Content starts
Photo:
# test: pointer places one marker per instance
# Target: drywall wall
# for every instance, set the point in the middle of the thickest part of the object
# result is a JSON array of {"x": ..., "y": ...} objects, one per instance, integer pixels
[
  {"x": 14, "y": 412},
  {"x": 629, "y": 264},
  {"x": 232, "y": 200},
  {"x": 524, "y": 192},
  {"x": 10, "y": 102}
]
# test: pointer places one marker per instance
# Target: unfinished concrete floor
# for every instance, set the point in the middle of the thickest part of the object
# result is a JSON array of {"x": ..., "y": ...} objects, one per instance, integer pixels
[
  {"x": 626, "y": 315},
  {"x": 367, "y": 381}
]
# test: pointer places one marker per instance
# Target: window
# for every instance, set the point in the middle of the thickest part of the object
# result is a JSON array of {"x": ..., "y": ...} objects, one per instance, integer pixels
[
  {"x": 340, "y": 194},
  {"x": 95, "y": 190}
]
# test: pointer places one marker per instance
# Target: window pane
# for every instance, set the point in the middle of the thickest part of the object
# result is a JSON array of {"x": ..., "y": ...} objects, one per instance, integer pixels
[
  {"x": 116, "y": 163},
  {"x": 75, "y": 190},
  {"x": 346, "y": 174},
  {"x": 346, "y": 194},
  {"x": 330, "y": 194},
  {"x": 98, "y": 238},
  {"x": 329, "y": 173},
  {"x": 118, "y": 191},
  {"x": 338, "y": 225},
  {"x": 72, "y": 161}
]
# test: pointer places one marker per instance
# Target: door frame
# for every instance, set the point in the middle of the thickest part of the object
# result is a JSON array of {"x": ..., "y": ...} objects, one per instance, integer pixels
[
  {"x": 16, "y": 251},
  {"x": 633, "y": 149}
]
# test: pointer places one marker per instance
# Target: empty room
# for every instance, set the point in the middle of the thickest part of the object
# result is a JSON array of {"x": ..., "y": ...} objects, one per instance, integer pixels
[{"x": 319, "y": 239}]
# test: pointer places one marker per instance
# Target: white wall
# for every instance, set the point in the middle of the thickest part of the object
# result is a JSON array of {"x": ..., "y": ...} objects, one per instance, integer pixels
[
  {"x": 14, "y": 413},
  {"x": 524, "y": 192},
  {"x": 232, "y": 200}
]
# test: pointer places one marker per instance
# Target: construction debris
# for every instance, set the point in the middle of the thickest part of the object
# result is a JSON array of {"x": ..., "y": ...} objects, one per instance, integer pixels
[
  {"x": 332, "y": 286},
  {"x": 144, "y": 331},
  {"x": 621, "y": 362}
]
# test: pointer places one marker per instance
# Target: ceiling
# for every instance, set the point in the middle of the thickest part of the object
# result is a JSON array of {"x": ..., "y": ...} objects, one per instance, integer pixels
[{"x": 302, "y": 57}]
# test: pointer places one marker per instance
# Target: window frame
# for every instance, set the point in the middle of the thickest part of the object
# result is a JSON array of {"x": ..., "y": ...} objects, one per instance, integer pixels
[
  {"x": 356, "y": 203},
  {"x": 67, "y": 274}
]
Content ends
### What is needed
Write each entry out again, exactly as it reads above.

### Your solution
Photo:
# test: pointer places one marker per instance
# Target: drywall wall
# for every instance, set the point in the middle of the thickest part of the object
# result is a JSON array of {"x": ..., "y": ...} objects, one per instance, integer pixels
[
  {"x": 14, "y": 412},
  {"x": 629, "y": 264},
  {"x": 232, "y": 200},
  {"x": 524, "y": 192},
  {"x": 10, "y": 102}
]
# test: pointer places one marker per instance
# Target: unfinished concrete floor
# for every instance, set the point in the middle of the thickest part of the object
# result is a JSON array of {"x": ..., "y": ...} objects, one per instance, integer pixels
[
  {"x": 626, "y": 315},
  {"x": 367, "y": 381}
]
# test: pointer places one marker per instance
# Target: window
# for every instance, set the point in the middle of the thickest part of the object
# result is a JSON array of {"x": ..., "y": ...} objects, one per instance, integer pixels
[
  {"x": 340, "y": 194},
  {"x": 95, "y": 190}
]
# test: pointer places one marker per instance
# Target: window pane
# for every instance, set the point in the middle of the thickest part of the object
# result is a JSON array of {"x": ..., "y": ...} objects, one per instance, integer pixels
[
  {"x": 116, "y": 163},
  {"x": 75, "y": 190},
  {"x": 346, "y": 174},
  {"x": 346, "y": 194},
  {"x": 330, "y": 194},
  {"x": 98, "y": 238},
  {"x": 329, "y": 173},
  {"x": 118, "y": 191},
  {"x": 338, "y": 225},
  {"x": 72, "y": 161}
]
# test: pointer places one marker per instance
# Target: door frame
# for every instance, set the point in the middle of the thickest part of the object
# result is a JSON array of {"x": ..., "y": ...} objects, one per instance, integer pixels
[
  {"x": 16, "y": 251},
  {"x": 633, "y": 149}
]
# test: pointer places one marker per instance
# Target: empty room
# for every instance, set the point in the middle of the thickest part of the object
# result is a JSON array of {"x": ..., "y": ...} objects, one per instance, integer pixels
[{"x": 319, "y": 239}]
# test: pointer places one marker per instance
# Target: white wall
# for every instance, set the point in the middle of the thickest part of the object
# result is a JSON array of {"x": ..., "y": ...} objects, one per instance, integer pixels
[
  {"x": 14, "y": 413},
  {"x": 524, "y": 192},
  {"x": 232, "y": 200}
]
# test: pointer places one marker per instance
# Target: construction debris
# for every instance, set the point in the middle of the thickest part of the object
# result is a JSON array of {"x": ..., "y": ...} objects, one per instance, integer pixels
[
  {"x": 332, "y": 286},
  {"x": 144, "y": 331},
  {"x": 621, "y": 362}
]
# test: pointer places one marker per instance
# Target: ceiling
# for every instance, set the point in the middle of the thickest part of the object
# result is a JSON array of {"x": ..., "y": ...} objects, one per instance, integer pixels
[{"x": 302, "y": 57}]
# test: pointer places one marker per instance
# Target: window frame
# for every instance, set the point in the middle of the thickest part of the object
# result is a JSON array of {"x": ..., "y": ...} objects, one per instance, integer pixels
[
  {"x": 356, "y": 203},
  {"x": 67, "y": 274}
]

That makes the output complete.